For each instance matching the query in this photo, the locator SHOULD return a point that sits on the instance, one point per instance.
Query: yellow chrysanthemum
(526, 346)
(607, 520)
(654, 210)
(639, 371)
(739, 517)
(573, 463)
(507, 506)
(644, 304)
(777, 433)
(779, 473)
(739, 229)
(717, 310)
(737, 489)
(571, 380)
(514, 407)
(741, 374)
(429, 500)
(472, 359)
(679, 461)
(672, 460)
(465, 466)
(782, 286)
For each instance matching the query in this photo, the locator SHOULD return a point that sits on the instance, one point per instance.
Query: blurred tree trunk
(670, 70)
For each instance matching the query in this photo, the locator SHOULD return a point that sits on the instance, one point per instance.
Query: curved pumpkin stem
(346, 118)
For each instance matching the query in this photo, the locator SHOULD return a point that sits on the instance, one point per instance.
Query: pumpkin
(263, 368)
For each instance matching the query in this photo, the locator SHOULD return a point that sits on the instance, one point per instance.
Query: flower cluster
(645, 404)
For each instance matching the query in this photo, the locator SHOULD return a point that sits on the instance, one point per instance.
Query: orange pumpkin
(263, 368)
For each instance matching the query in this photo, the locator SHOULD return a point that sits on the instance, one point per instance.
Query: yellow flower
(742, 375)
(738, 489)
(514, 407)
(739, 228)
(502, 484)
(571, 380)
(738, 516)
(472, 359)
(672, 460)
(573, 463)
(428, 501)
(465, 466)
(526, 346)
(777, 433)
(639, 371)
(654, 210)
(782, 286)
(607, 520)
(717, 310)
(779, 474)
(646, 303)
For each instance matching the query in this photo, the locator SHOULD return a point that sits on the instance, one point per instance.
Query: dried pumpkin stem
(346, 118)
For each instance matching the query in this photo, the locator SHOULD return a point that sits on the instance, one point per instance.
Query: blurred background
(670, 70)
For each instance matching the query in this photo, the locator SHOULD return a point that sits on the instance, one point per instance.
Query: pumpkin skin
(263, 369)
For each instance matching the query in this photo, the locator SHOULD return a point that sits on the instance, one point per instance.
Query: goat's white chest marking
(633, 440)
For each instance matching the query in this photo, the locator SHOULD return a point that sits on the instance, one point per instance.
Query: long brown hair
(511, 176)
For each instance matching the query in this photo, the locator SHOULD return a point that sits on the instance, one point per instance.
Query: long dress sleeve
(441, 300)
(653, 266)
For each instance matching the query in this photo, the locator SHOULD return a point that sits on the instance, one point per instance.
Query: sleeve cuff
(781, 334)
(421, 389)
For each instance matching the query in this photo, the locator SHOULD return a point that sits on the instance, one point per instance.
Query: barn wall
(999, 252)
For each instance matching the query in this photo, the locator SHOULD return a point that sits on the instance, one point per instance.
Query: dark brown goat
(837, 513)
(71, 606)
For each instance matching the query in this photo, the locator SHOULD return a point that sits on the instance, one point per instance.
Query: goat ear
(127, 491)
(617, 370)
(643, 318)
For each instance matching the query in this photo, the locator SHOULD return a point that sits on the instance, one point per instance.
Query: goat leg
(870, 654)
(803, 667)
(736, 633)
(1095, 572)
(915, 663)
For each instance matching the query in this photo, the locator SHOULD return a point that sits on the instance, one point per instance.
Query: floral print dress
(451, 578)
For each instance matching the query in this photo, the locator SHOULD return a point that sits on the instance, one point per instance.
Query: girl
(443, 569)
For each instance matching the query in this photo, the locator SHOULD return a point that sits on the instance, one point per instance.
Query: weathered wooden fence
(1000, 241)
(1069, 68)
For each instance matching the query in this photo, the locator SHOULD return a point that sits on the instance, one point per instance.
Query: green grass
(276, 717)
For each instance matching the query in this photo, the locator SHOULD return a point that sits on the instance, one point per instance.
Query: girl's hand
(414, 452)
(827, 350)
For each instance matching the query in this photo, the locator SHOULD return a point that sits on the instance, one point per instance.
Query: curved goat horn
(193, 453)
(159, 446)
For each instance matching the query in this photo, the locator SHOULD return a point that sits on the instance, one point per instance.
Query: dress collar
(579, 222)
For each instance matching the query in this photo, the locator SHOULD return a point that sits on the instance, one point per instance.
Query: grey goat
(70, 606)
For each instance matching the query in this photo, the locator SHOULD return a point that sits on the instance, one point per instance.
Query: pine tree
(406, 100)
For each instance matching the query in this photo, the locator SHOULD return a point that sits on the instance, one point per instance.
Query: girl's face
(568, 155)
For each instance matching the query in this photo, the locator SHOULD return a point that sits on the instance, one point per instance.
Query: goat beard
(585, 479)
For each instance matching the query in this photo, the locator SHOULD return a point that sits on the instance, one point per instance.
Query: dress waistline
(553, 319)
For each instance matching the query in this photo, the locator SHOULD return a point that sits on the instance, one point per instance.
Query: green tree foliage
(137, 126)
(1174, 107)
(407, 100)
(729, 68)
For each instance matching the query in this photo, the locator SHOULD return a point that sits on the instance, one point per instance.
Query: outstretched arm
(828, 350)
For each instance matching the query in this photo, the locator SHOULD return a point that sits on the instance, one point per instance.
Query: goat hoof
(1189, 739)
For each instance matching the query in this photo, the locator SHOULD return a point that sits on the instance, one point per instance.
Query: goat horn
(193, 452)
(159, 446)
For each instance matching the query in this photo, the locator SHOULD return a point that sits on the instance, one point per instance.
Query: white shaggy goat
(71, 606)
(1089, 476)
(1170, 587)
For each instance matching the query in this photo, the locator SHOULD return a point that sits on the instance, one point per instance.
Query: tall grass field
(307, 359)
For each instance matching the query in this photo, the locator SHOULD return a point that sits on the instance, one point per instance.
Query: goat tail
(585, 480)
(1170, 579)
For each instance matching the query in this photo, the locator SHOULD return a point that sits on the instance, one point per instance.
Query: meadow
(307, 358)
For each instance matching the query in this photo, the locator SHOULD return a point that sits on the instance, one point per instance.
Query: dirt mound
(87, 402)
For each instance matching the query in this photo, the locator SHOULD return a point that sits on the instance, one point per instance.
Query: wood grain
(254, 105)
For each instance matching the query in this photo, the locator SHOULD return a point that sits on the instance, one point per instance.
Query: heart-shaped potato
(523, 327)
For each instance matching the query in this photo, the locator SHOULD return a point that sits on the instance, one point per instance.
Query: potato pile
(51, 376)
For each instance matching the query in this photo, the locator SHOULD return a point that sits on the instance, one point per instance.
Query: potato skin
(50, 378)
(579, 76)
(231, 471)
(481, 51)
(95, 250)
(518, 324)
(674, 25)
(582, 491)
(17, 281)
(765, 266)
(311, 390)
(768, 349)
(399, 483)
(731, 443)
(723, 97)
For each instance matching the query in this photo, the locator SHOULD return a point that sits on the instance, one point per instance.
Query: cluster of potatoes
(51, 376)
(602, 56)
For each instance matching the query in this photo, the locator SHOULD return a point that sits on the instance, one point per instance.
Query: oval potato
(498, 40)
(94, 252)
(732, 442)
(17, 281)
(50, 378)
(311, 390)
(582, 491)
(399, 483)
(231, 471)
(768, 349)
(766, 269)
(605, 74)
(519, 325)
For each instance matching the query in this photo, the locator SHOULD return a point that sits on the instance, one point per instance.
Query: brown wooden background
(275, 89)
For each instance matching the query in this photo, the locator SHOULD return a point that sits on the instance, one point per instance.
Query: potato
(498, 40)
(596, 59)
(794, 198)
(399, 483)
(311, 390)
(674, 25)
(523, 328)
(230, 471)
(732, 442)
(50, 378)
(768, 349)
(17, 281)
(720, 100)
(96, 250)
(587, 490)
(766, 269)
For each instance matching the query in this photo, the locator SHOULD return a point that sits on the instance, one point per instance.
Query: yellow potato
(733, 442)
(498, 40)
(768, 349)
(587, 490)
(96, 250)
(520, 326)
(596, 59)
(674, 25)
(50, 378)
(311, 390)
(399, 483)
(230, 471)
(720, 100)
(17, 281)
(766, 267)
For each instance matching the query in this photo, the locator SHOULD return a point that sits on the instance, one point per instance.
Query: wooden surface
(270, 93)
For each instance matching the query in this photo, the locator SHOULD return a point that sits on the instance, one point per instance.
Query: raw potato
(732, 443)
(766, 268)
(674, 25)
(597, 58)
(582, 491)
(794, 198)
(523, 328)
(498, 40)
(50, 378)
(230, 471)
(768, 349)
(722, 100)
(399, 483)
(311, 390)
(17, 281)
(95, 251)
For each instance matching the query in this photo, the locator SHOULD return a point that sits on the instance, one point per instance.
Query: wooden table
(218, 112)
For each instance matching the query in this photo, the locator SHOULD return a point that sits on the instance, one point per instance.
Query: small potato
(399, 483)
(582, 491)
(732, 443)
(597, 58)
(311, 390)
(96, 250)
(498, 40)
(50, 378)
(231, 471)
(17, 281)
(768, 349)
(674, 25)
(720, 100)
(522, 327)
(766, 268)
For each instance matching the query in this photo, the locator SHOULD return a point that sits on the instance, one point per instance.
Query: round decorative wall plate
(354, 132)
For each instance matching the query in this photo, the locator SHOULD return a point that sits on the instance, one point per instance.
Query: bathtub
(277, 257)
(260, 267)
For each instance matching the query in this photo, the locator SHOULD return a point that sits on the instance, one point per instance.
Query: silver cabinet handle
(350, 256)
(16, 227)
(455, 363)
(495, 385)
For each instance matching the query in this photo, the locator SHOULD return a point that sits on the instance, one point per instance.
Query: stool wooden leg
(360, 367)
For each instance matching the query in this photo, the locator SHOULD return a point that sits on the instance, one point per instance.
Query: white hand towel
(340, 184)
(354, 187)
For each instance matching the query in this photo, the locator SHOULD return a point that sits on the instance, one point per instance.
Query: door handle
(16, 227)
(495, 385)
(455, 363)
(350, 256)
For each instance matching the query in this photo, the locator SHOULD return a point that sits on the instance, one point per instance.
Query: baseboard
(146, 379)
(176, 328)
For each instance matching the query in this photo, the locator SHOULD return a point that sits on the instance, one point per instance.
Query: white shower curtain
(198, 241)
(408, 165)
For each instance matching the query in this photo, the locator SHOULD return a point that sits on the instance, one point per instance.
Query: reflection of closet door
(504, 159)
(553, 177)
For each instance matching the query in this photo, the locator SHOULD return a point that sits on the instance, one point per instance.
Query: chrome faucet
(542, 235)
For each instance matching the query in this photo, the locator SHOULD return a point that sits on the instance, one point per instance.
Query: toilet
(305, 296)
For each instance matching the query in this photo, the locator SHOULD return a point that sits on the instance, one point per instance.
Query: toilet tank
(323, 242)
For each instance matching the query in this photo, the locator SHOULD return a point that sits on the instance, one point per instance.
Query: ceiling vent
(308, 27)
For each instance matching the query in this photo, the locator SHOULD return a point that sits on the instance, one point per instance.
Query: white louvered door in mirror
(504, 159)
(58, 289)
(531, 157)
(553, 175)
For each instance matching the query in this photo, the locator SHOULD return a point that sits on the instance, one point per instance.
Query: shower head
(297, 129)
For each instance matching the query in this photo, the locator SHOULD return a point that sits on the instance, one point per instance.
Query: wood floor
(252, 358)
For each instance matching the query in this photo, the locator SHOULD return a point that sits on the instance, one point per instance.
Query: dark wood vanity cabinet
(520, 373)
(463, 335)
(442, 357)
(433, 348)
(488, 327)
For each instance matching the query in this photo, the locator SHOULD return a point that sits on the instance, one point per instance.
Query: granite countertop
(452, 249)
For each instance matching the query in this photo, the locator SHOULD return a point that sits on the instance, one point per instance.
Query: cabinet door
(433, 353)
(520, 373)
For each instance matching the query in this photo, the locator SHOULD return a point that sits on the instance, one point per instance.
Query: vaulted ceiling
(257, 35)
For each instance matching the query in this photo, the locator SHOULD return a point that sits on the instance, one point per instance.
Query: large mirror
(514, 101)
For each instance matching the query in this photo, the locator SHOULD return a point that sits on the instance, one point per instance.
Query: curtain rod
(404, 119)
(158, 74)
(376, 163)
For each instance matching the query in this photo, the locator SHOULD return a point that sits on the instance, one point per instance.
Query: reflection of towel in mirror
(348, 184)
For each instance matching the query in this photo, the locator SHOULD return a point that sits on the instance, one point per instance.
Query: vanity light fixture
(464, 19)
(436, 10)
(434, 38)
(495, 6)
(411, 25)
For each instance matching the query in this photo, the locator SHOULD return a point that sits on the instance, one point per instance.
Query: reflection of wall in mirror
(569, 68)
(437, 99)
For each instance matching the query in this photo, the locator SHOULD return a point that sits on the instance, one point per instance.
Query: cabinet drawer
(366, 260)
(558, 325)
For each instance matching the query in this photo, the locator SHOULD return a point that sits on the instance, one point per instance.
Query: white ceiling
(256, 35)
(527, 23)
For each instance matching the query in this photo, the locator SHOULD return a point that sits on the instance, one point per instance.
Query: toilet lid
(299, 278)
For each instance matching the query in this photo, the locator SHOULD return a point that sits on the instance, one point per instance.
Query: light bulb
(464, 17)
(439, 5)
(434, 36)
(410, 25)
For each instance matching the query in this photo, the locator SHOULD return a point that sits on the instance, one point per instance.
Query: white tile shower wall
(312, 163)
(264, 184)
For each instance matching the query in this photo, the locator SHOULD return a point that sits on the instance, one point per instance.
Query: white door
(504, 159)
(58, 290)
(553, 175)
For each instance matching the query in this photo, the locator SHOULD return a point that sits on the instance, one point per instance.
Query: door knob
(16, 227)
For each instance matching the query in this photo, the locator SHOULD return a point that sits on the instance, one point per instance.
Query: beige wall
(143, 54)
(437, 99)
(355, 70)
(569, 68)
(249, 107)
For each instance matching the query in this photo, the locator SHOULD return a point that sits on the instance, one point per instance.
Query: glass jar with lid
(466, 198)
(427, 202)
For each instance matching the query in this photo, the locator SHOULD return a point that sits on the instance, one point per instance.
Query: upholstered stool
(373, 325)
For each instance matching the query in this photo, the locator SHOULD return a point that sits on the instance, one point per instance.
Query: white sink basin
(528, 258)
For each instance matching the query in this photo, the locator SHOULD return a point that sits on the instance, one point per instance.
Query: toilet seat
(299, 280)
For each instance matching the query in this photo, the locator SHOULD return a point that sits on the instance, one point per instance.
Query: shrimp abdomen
________________
### Your goal
In the rows above, find every line that contains the word "handle" and copy each of those lines in full. Case counts.

### Exercise solution
Query: silver cabinet handle
Query: door handle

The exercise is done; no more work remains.